**Task instructions:** List each line in the records that contains the string "target", copying every such line in full. Case counts.

**Materials provided:**
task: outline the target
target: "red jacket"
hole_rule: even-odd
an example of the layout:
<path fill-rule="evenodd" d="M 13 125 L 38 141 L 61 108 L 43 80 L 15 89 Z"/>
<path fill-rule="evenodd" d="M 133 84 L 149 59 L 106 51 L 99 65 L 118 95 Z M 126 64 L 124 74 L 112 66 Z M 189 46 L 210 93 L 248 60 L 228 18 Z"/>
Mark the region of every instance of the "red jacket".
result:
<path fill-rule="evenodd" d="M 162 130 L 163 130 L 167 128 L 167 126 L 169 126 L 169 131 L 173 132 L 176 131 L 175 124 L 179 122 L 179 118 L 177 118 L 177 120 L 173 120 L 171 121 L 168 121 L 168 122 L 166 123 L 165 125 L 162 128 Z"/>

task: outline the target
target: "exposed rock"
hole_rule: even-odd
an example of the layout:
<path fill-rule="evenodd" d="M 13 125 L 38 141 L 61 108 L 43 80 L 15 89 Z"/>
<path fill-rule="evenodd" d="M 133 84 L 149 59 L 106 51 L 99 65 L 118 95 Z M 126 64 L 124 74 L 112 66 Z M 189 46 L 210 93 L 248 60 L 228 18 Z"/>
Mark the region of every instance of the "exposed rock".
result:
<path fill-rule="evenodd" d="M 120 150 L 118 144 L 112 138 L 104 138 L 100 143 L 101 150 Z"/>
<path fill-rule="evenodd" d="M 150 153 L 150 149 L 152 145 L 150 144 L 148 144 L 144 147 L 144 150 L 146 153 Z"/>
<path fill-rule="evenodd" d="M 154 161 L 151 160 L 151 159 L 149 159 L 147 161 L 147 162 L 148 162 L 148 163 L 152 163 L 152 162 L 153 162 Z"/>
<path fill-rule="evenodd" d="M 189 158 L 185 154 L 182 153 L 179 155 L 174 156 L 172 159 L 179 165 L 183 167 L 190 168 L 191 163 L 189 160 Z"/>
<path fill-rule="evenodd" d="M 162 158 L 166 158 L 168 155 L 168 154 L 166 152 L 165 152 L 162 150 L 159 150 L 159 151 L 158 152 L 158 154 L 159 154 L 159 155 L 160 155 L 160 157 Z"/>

**Exercise answer:**
task: outline the target
target: "red jacket"
task: outline the target
target: "exposed rock"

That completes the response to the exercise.